● EXERCISE GOAL
Extract the listing in its entirety, keeping each line identical to the original.

** Opening PROVIDED INFORMATION block **

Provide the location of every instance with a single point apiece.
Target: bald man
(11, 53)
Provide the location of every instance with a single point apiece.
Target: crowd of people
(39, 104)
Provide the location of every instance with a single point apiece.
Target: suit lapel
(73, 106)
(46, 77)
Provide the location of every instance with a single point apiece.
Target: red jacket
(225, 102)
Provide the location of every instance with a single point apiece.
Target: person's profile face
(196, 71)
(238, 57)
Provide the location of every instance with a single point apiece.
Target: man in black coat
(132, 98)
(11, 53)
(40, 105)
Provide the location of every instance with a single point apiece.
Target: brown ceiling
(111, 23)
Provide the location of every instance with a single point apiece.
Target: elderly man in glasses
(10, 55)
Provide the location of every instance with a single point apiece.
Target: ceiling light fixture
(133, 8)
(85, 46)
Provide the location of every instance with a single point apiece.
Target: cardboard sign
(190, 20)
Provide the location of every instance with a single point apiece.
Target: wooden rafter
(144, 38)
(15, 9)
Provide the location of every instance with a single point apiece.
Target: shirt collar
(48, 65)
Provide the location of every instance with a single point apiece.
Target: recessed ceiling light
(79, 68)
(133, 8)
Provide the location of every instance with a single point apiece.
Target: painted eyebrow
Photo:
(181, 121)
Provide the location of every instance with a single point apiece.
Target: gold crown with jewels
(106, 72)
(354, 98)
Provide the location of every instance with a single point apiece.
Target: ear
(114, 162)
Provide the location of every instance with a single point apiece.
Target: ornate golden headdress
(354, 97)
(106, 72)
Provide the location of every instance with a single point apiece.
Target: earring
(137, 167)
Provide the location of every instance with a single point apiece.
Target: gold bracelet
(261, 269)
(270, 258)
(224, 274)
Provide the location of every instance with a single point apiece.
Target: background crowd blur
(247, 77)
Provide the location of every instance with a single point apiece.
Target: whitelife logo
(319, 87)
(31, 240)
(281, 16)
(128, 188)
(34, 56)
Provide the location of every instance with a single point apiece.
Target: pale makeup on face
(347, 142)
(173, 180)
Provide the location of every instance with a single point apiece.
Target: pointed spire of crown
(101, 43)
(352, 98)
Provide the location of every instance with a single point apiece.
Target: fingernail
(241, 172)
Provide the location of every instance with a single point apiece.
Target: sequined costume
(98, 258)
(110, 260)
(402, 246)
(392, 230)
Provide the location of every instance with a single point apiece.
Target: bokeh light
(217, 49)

** Closing PROVIDED INFORMATION block **

● RESPONSE BELOW
Provide the location of every instance with a single point apiece.
Target: bald man
(11, 53)
Provide the location of every instance with a single point apiece.
Target: crowd of people
(39, 104)
Provide the location of every instance with a single point apiece.
Target: suit lapel
(73, 106)
(46, 77)
Provide the location of every instance with a single point apiece.
Target: red jacket
(225, 102)
Provide the location of every instance with a single point apiece.
Target: person's profile face
(196, 71)
(238, 57)
Provide the location of every instance with a single point apiece.
Target: man in black coat
(132, 98)
(11, 53)
(40, 105)
Provide the location of every instance with a single point apiece.
Target: brown ceiling
(111, 23)
Provide the location of every instance with a single point apiece.
Target: elderly man in glasses
(10, 55)
Provide the location of every instance with a single point apiece.
Target: ceiling light fixture
(133, 8)
(85, 46)
Provide the location of every instance with a single point apiece.
Target: cardboard sign
(190, 20)
Provide the location of every instance with a single point apiece.
Target: wooden rafter
(144, 38)
(15, 9)
Provide the location of every instance with a single point apiece.
Target: shirt collar
(48, 65)
Provide the location of every instance with a single point apiece.
Target: recessed ceiling light
(79, 68)
(133, 8)
Provide the location of every instance with a single point apiece.
Target: painted eyebrow
Photo:
(181, 121)
Provide the location of every instance with a single point apiece.
Target: gold crown with jewels
(106, 72)
(354, 98)
Provide the location of every instance with a single point apiece.
Target: ear
(114, 162)
Provide the location of every instance with a single point apiece.
Target: ornate golden headdress
(354, 97)
(106, 72)
Provide the location of every instance with a single point apiece.
Target: earring
(137, 167)
Provide the location of every instance with a single point apiece.
Target: gold bracelet
(261, 269)
(270, 258)
(224, 274)
Provide the location of every instance with a single point apiece.
Target: background crowd blur
(247, 77)
Provide the location of every instance with a single point apiece.
Target: whitelife logo
(319, 87)
(31, 240)
(281, 16)
(128, 188)
(34, 56)
Provide the location of every instance with a single point apiece.
Target: pale makeup on face
(347, 142)
(173, 180)
Provide the location of every instance with a single point apiece.
Target: pointed spire of crown
(101, 43)
(352, 98)
Provide the location of every instance with a single point apiece.
Target: fingernail
(241, 172)
Provide the location of every instance with a single point apiece.
Target: sequined costume
(98, 258)
(110, 260)
(402, 246)
(392, 230)
Provide the location of every instance with a single point apiece.
Target: bokeh light
(217, 49)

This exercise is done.